Below is a block of data; give all of it again word for word.

(Dataset excerpts on object pointing)
◆ ◆ ◆ ◆

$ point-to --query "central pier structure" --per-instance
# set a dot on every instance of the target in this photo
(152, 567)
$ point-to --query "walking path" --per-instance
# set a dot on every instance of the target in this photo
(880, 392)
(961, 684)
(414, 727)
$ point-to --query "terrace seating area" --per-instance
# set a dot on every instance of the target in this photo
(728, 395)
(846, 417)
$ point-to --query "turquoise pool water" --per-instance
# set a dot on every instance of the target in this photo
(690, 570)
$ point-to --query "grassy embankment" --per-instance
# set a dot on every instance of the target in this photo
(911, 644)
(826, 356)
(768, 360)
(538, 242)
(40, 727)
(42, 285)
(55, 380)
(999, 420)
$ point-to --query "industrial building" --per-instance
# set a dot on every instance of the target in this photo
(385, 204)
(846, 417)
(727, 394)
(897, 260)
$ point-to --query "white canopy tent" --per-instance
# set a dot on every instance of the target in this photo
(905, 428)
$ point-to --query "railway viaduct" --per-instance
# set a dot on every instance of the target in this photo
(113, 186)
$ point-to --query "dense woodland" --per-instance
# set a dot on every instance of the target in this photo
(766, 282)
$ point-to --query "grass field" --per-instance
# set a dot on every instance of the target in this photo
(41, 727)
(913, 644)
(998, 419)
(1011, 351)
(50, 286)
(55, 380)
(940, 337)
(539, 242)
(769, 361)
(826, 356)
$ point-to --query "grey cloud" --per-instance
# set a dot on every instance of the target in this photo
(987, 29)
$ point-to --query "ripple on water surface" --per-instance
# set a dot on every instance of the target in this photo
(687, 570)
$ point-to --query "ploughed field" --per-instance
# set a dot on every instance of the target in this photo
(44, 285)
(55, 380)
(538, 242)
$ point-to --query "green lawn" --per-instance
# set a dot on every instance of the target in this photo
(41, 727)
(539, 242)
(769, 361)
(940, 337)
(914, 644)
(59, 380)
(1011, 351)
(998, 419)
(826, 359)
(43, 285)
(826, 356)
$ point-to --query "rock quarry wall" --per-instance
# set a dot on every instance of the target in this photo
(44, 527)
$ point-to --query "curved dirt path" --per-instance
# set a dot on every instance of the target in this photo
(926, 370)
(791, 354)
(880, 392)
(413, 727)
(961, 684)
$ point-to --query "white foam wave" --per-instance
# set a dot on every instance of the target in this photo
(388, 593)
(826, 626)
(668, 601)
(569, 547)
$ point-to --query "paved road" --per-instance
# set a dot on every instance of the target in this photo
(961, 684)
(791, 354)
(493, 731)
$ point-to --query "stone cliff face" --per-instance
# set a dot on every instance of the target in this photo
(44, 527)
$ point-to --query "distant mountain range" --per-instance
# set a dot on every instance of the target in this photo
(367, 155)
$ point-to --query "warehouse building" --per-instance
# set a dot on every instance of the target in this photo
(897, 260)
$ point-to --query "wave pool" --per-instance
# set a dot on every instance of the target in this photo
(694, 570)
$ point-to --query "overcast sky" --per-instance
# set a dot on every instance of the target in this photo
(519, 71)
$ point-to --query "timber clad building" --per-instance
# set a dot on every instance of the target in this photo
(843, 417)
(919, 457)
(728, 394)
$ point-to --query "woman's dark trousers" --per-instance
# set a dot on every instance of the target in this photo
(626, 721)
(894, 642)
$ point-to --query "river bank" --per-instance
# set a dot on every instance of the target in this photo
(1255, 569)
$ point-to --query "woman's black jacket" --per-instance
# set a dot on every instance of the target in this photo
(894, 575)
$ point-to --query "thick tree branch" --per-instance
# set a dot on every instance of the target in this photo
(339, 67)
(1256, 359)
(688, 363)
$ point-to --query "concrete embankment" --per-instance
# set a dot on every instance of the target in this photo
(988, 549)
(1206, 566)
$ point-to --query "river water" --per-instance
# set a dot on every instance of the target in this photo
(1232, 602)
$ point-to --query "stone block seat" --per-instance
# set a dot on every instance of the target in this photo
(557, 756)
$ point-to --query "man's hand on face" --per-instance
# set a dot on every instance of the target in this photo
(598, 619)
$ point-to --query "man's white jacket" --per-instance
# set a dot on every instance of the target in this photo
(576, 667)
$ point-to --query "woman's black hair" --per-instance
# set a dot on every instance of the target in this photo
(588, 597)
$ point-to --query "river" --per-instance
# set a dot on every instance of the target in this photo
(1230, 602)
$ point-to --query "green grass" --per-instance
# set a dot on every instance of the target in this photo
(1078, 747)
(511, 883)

◆ ◆ ◆ ◆

EXERCISE RESULT:
$ point-to --query "central pier structure" --per-instance
# set a dot on every instance of the target in this photo
(152, 567)
$ point-to --query "walking path" --per-instance
# set a dot on every instance of the target in this photo
(880, 392)
(961, 684)
(414, 727)
$ point-to --query "terrace seating area" --per-instance
# set a dot on every instance of the target in this photo
(728, 395)
(846, 417)
$ point-to --query "turquoise pool water" --per-instance
# set a dot on every instance of the target in this photo
(690, 570)
$ point-to --query "grassy embankment" --per-instance
# set a dot on every instance of the target in this photo
(911, 644)
(826, 356)
(768, 360)
(538, 242)
(40, 727)
(42, 285)
(55, 380)
(999, 420)
$ point-to --query "industrial building" --per-instance
# set a dot on every instance of the target in this photo
(385, 204)
(846, 417)
(727, 394)
(897, 260)
$ point-to --query "white canopy tent" --per-instance
# set a dot on every instance of the target in this photo
(905, 428)
$ point-to --query "railway viaduct" --per-instance
# set a dot on every instance of the target in this photo
(113, 186)
$ point-to --query "dense woodland" --per-instance
# set a dot on every instance of the target in this photo
(766, 282)
$ point-to --query "grass field" --per-instance
# set a dot on every instance of the target in this photo
(41, 727)
(913, 644)
(998, 419)
(1011, 351)
(50, 286)
(55, 380)
(940, 337)
(539, 242)
(769, 361)
(826, 356)
$ point-to --query "grey cloud" --per-instance
# set a dot on every instance of the target in this photo
(987, 29)
$ point-to --query "ripple on water surface" --per-instance
# set a dot on every instance of the target in this photo
(687, 570)
$ point-to --query "ploughed field" --per-instance
# set a dot on every instance of the target in this photo
(44, 285)
(55, 380)
(538, 242)
$ point-to --query "green lawn" --per-instance
# set a dot on every instance of the target in this photo
(41, 727)
(539, 242)
(769, 361)
(940, 337)
(914, 644)
(59, 380)
(1011, 351)
(998, 419)
(826, 359)
(43, 285)
(826, 356)
$ point-to --query "rock quarry wall" --per-instance
# set a dot on every instance of the target in this photo
(44, 527)
$ point-to --query "curved dirt path" --per-instance
# set a dot on every instance of the target in this photo
(926, 370)
(791, 354)
(880, 392)
(413, 727)
(961, 684)
$ point-to --query "white foam wave" --per-instance
# set a dot on every instance of the target in this photo
(388, 593)
(826, 626)
(668, 601)
(569, 547)
$ point-to --query "paved road" --per-instance
# set a dot on every instance of the target in this photo
(961, 684)
(791, 354)
(493, 731)
$ point-to --query "stone cliff face" --per-instance
# set a dot on every instance of the target in this photo
(44, 527)
$ point-to --query "distant mountain range" --per-instance
# set a dot on every instance of the target in this photo
(367, 155)
$ point-to --query "warehouse building" --per-instance
# set a dot on every instance of the target in this photo
(897, 260)
$ point-to --query "wave pool" --per-instance
# set a dot on every instance of the target in this photo
(694, 570)
$ point-to --query "overcast sky" --per-instance
# set a dot on every instance of the target in this photo
(519, 71)
$ point-to --query "timber clad building" --per-instance
# set a dot on every instance of the target in this photo
(843, 417)
(919, 457)
(728, 394)
$ point-to --query "woman's dark trousers" --per-instance
# set a dot on every instance of the target in this photo
(626, 721)
(894, 642)
$ point-to --query "river bank" --per-instance
# set a dot on every instance of the target in this photo
(1255, 569)
$ point-to --query "woman's black jacket" --per-instance
# set a dot on every instance of the target in this photo
(894, 575)
$ point-to --query "thick tree branch" --per-instance
# set a dot on every instance of the target in this photo
(339, 67)
(1256, 359)
(688, 363)
$ point-to --query "concrete embankment" --per-instance
# set a dot on every instance of the target in this photo
(988, 549)
(1206, 566)
$ point-to --query "river water" --per-instance
# set a dot on every instance of the target in this photo
(1232, 602)
$ point-to --query "stone block seat" --per-instance
# set a dot on every instance of the target in this photo
(557, 756)
$ point-to --query "man's hand on face" --per-instance
# set a dot on every instance of the target in this photo
(598, 619)
$ point-to --query "man's white jacket" --per-instance
# set a dot on every instance of the target in this photo
(576, 667)
$ point-to --query "woman's black hair" --per-instance
# set a dot on every instance of the target in this photo
(588, 597)
$ point-to --query "river" --per-instance
# set a dot on every instance of the target in this photo
(1230, 602)
$ point-to --query "green grass" --per-instance
# set a dot on every instance of the target in this photo
(1078, 747)
(511, 883)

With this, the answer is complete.